Reproduce the lines below word for word, from the start through the line that contains "rough mask: <svg", with both ends included. Leave out the picture.
Dataset extract START
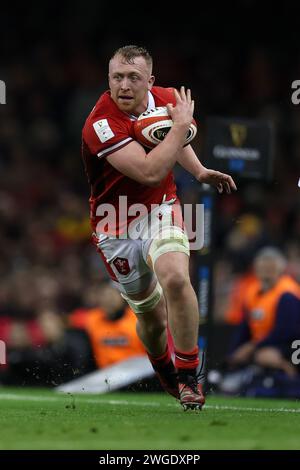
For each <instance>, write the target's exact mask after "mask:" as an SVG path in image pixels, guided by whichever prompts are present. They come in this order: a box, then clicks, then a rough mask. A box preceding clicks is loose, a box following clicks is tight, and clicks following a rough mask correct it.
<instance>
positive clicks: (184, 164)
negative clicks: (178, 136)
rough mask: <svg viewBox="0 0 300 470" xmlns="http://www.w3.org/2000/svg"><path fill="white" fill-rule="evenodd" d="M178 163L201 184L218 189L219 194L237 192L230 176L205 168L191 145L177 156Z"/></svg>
mask: <svg viewBox="0 0 300 470" xmlns="http://www.w3.org/2000/svg"><path fill="white" fill-rule="evenodd" d="M177 162H178V163H179V164H180V165H181V166H182V167H183V168H184V169H185V170H187V171H188V172H189V173H191V174H192V175H193V176H194V177H195V178H196V179H197V181H199V182H200V183H206V184H210V185H211V186H214V187H215V188H217V190H218V191H219V193H222V192H223V191H224V190H225V191H226V192H227V193H228V194H230V193H231V191H232V190H233V191H236V189H237V188H236V185H235V182H234V181H233V179H232V177H231V176H230V175H227V174H226V173H221V172H220V171H215V170H210V169H208V168H205V166H203V165H202V163H201V162H200V161H199V159H198V157H197V155H196V154H195V152H194V150H193V148H192V147H191V145H188V146H186V147H184V148H183V149H182V150H181V151H180V152H178V154H177Z"/></svg>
Dataset extract END
**Reply:**
For each <instance>, write the target's exact mask after "mask:" as an SVG path in image pixels, guided by whichever prompts are present. They come in this order: a box, then clicks, then a rough mask. A box preceding clicks is loose, a box following clicks is tight, and clicks following a rough mask correct it.
<instance>
positive clicks: (184, 164)
negative clicks: (178, 136)
rough mask: <svg viewBox="0 0 300 470" xmlns="http://www.w3.org/2000/svg"><path fill="white" fill-rule="evenodd" d="M178 163L201 184L218 189L219 194L237 192L230 176L205 168L191 145L177 156Z"/></svg>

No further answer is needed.